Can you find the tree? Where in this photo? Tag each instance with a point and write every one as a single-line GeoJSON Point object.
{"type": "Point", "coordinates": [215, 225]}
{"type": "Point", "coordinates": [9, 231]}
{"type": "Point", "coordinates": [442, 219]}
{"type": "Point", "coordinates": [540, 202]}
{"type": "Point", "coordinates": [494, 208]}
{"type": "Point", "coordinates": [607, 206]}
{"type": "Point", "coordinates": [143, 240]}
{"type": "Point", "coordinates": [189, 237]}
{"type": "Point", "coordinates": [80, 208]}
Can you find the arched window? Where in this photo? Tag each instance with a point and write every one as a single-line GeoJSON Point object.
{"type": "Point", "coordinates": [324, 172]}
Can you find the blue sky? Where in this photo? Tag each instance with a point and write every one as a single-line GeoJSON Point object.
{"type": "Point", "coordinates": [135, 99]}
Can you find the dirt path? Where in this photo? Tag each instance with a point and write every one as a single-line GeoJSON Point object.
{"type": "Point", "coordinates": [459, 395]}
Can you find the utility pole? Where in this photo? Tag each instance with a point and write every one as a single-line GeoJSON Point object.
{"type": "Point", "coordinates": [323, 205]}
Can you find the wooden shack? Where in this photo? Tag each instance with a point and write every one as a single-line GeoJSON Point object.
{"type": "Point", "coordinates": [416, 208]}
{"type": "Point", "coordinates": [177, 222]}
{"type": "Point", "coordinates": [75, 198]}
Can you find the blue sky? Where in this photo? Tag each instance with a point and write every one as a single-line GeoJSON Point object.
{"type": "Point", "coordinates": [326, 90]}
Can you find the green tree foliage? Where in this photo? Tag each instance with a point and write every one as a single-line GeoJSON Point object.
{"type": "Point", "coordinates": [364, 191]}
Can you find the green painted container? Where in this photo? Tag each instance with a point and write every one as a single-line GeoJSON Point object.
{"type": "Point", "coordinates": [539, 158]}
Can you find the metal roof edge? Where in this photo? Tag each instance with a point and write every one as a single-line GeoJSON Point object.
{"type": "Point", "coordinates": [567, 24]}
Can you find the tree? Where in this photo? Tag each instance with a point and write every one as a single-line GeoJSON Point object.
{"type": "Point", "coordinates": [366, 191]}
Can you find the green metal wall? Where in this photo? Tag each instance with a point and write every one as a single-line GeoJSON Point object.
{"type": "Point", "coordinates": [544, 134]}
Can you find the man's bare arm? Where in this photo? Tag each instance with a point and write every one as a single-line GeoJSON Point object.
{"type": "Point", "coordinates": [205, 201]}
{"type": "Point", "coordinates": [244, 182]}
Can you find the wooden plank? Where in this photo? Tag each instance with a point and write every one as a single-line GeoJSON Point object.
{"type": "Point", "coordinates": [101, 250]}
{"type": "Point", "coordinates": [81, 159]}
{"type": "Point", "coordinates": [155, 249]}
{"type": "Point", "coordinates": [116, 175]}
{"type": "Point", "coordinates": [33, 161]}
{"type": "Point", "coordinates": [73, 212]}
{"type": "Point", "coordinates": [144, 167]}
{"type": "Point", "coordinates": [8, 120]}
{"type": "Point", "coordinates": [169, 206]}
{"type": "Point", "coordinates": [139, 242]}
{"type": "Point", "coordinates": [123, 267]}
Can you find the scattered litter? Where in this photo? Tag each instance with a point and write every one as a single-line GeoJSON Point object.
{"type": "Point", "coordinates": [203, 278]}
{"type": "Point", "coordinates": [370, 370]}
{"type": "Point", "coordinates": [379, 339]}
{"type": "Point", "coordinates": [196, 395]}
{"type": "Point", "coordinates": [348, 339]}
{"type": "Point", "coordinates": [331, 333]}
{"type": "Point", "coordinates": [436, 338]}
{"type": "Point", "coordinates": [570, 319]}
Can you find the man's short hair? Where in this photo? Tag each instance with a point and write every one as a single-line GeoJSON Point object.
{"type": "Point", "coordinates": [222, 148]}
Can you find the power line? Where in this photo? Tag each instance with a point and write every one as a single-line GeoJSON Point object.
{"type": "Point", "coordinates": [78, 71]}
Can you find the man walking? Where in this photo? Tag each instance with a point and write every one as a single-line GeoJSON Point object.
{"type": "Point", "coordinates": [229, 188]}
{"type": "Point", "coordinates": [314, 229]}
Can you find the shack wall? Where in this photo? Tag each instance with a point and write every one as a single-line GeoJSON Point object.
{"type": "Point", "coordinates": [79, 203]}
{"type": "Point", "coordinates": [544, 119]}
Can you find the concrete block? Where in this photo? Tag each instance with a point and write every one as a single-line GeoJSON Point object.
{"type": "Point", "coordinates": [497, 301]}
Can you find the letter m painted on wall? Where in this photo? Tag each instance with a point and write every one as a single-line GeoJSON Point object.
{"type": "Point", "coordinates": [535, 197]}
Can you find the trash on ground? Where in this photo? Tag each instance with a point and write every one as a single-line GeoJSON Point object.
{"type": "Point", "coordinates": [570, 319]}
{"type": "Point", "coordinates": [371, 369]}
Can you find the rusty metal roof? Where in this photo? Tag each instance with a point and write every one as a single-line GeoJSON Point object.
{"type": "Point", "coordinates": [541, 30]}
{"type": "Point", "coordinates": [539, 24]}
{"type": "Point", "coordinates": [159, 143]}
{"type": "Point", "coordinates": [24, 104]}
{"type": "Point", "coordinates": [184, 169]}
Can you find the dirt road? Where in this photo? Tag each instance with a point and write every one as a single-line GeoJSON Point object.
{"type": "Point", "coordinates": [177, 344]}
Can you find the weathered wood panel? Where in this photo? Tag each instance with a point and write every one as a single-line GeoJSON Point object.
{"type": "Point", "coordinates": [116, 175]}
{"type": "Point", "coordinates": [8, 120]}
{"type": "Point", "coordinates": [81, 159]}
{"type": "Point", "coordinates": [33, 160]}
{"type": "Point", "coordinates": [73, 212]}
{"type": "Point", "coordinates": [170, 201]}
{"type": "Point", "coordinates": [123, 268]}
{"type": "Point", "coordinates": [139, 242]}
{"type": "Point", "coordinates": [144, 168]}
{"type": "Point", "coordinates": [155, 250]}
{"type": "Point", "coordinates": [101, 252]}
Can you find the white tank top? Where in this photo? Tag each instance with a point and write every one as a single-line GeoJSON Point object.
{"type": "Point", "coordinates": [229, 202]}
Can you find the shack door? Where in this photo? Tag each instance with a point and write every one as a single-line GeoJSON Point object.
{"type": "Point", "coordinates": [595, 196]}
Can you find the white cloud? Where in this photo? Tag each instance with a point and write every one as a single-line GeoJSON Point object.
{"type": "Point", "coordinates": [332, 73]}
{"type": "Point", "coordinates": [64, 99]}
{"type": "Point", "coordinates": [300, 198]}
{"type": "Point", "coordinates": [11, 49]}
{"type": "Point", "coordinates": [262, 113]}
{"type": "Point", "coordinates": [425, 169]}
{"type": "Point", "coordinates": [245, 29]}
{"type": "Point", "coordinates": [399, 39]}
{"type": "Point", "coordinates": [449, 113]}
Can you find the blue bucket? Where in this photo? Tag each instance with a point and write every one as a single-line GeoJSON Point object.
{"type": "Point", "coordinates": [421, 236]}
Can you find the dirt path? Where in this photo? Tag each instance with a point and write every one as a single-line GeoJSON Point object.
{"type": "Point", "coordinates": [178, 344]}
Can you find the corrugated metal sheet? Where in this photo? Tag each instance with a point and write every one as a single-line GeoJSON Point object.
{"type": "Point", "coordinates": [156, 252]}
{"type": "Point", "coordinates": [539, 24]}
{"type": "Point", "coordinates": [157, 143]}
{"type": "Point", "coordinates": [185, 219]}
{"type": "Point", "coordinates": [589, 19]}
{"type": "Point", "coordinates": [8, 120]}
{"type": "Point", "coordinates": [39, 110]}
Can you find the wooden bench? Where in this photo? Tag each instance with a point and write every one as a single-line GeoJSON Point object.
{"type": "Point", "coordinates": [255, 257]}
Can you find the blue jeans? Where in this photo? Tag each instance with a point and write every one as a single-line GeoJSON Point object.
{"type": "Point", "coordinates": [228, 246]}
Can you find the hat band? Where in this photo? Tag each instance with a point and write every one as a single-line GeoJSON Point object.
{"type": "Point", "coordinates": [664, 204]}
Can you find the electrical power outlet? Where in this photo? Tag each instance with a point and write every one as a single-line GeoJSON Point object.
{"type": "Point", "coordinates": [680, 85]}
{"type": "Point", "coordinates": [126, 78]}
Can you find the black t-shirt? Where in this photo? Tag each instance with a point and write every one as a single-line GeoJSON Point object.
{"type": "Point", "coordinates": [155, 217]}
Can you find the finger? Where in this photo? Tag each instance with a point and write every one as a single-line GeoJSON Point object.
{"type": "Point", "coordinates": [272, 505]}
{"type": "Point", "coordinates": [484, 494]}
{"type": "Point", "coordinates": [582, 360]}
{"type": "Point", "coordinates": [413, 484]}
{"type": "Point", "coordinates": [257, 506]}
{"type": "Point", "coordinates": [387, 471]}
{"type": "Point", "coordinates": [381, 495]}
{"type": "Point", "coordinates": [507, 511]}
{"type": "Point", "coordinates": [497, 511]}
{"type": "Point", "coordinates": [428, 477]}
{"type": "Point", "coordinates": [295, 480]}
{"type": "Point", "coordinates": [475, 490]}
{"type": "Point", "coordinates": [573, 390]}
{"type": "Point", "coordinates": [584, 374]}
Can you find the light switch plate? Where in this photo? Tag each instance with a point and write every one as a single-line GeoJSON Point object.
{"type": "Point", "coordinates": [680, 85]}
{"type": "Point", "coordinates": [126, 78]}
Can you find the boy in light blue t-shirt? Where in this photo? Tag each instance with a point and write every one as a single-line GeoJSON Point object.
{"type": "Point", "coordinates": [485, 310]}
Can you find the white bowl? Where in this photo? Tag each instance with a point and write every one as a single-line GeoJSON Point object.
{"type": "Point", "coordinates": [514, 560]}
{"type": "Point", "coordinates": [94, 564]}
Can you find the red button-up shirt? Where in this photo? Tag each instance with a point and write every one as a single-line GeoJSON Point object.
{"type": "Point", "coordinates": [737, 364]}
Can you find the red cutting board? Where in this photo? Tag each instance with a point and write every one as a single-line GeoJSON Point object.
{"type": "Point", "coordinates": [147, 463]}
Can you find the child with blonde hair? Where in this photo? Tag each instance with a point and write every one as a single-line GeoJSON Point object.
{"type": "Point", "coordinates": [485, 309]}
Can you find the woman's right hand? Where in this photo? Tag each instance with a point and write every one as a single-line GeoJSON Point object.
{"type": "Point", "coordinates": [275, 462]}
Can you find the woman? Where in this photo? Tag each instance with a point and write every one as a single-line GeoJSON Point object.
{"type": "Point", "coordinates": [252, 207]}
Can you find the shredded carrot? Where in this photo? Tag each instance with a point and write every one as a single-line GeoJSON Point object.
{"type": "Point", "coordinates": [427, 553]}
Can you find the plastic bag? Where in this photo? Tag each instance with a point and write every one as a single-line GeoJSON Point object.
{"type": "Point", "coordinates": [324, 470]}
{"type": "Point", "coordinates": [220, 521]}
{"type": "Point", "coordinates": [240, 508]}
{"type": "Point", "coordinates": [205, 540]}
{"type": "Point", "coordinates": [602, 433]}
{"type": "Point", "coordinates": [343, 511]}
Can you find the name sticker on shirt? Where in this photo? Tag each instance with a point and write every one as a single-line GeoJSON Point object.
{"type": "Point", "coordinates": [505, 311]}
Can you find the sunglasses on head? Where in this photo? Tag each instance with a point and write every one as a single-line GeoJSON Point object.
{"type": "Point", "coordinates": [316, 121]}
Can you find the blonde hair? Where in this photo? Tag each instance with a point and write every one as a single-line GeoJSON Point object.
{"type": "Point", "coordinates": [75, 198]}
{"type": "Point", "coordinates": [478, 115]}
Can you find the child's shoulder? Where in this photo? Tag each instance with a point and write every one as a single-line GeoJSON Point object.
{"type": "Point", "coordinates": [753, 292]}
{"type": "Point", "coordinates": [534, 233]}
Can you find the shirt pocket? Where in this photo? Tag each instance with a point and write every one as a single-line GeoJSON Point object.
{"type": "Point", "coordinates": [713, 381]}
^^^^
* _Written problem_
Change "shirt pocket" to "jacket pocket" and leave everything else unchanged. Rewrite only the lines that begin at the one containing "Can you find the child's" and continue through the end of the material.

* _Response to this exercise_
Can you find the child's shoulder? Where in this photo? Tag each instance with a point and write every one as a single-line GeoJSON Point object.
{"type": "Point", "coordinates": [753, 292]}
{"type": "Point", "coordinates": [534, 233]}
Can you find the jacket pocket? Where in this photo? Tag each instance with a point and write every one as a single-line GeoJSON Point object.
{"type": "Point", "coordinates": [713, 381]}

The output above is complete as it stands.